**Task brief:** Report every line below that contains the word "foam", copying each one whole. Case counts.

**Input records:**

※ ※ ※

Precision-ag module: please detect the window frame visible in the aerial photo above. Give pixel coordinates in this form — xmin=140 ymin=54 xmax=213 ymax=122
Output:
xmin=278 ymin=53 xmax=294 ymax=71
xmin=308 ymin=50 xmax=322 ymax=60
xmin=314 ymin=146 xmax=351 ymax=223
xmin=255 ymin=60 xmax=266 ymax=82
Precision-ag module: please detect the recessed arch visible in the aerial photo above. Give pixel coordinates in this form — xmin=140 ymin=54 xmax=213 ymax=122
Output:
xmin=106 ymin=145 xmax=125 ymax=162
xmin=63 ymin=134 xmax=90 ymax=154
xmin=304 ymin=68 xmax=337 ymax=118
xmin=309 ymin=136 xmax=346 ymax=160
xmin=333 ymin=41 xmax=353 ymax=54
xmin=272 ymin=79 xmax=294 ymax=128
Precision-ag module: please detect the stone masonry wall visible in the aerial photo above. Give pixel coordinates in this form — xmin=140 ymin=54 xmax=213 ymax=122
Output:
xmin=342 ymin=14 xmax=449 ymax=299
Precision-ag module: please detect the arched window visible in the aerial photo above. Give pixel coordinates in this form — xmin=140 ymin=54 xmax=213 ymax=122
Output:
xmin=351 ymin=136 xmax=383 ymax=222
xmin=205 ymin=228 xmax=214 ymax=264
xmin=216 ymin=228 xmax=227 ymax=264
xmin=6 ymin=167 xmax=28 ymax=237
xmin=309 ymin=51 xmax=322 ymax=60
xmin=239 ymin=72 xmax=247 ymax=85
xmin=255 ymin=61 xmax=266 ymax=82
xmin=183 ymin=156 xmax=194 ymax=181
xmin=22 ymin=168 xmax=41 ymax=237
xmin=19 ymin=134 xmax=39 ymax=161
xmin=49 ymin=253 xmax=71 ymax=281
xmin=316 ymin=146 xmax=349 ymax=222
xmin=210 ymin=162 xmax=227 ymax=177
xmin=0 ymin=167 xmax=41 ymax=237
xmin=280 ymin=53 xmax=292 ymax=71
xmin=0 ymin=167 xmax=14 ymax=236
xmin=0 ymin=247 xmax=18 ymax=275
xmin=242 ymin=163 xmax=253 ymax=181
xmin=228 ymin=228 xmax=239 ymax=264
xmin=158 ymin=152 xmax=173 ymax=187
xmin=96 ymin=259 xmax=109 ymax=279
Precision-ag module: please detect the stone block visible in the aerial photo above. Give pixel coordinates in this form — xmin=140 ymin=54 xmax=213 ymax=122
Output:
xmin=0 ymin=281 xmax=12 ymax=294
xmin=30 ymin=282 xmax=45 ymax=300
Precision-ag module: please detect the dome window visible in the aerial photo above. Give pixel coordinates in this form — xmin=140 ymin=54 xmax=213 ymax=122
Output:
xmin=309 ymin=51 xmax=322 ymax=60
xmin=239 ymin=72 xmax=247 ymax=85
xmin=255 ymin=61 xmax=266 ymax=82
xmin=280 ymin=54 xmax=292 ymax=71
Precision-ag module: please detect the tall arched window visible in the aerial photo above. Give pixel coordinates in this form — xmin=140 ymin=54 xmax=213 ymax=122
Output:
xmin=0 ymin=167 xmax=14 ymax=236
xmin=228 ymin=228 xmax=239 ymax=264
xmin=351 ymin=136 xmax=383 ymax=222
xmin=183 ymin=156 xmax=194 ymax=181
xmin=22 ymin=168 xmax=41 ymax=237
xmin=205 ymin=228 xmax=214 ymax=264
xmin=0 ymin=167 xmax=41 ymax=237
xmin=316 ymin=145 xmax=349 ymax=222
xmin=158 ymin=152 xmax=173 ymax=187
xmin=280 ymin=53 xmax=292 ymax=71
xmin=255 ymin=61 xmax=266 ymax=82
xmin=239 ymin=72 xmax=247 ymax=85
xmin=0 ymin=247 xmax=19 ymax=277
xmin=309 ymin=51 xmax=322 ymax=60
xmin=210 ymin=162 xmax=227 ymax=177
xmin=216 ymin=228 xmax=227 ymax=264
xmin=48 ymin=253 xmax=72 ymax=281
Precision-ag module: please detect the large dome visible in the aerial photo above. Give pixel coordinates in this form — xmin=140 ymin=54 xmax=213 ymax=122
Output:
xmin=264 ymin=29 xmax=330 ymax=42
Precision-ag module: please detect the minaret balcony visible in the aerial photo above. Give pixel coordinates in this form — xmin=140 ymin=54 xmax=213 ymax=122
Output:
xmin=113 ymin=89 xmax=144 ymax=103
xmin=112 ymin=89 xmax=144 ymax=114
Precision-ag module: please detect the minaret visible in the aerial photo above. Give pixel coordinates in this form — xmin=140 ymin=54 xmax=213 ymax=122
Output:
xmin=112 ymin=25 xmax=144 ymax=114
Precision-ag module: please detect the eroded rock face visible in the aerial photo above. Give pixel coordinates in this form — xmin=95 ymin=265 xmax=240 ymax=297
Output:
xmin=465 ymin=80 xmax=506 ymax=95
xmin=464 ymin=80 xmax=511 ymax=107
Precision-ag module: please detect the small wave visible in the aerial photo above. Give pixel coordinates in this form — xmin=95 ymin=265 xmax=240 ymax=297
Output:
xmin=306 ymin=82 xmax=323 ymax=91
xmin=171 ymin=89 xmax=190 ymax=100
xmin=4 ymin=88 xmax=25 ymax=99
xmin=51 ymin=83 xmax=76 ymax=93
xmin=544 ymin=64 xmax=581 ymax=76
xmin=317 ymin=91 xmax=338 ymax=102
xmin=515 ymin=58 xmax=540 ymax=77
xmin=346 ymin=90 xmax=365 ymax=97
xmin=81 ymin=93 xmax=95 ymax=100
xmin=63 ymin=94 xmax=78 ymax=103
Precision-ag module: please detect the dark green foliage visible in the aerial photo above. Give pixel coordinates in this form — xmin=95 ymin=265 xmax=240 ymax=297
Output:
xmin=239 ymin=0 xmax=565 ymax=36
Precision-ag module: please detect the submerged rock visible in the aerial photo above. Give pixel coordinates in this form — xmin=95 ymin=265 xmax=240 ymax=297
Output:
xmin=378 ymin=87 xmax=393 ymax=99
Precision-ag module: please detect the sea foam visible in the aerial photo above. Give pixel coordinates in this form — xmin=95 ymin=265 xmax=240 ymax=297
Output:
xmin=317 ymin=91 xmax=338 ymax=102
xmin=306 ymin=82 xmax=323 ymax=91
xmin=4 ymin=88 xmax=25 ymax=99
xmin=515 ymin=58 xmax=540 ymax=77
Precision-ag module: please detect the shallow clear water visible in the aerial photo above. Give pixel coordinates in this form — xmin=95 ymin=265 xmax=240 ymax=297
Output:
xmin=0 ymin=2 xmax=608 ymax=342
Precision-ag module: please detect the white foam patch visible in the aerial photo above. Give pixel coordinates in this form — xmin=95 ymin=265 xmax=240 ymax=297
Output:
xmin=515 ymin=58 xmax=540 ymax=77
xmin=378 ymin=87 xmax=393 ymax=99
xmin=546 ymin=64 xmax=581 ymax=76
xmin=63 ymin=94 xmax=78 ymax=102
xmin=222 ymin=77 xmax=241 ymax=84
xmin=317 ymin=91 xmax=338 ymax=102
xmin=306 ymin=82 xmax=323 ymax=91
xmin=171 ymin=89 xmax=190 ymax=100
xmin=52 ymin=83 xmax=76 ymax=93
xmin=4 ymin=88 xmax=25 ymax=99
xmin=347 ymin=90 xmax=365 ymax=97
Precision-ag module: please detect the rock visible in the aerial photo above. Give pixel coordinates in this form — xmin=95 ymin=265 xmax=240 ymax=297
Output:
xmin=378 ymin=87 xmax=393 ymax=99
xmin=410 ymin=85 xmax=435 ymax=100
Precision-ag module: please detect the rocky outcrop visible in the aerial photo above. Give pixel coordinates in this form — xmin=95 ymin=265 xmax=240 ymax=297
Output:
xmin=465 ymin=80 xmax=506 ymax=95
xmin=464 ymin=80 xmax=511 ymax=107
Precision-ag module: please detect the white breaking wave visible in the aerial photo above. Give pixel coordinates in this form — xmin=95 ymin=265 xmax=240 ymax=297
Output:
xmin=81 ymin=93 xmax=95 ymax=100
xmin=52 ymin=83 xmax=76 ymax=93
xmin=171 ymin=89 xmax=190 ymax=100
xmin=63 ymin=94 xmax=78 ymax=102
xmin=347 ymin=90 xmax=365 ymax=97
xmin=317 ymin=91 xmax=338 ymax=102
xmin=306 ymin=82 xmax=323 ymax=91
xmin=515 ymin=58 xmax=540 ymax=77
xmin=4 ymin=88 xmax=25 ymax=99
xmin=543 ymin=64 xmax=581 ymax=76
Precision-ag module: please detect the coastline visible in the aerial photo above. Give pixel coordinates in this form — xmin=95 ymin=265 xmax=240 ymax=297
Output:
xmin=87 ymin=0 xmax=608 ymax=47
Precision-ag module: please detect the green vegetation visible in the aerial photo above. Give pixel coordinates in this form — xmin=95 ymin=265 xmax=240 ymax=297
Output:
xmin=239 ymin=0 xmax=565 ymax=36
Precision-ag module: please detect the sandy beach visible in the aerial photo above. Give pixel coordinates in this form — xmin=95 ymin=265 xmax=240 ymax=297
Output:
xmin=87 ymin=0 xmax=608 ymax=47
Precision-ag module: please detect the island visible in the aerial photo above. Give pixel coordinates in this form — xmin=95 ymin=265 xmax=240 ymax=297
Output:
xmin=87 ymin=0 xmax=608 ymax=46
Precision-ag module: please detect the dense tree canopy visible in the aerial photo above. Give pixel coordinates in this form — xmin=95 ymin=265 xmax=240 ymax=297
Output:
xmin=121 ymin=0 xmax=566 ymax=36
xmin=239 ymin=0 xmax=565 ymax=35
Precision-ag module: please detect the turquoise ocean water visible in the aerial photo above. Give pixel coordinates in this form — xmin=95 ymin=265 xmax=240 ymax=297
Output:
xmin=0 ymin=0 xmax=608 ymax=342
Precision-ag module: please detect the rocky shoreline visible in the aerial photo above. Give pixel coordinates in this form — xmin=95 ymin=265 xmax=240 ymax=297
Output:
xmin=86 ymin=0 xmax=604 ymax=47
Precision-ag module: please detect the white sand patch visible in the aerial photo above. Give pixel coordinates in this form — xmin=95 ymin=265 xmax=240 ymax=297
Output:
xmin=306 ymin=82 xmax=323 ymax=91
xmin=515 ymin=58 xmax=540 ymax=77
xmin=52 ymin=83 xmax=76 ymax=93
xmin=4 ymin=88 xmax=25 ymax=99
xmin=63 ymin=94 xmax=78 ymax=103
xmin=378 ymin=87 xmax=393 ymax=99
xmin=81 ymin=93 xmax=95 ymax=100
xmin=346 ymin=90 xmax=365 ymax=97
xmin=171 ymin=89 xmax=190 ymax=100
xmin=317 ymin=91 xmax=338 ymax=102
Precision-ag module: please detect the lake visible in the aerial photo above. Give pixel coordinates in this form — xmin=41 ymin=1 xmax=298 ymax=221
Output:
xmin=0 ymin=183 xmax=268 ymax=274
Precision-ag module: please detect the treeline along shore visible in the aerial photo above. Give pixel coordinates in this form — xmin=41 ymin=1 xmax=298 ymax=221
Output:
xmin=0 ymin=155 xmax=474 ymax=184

※ ※ ※

**Exercise output:**
Precision-ag module: please detect the sea foam visible in the aerial photo above. Give pixel coordinates in this form — xmin=95 ymin=265 xmax=240 ymax=297
Precision-ag module: please detect the white foam patch visible in the aerial photo above. Give pixel coordinates in this form — xmin=95 ymin=265 xmax=240 ymax=297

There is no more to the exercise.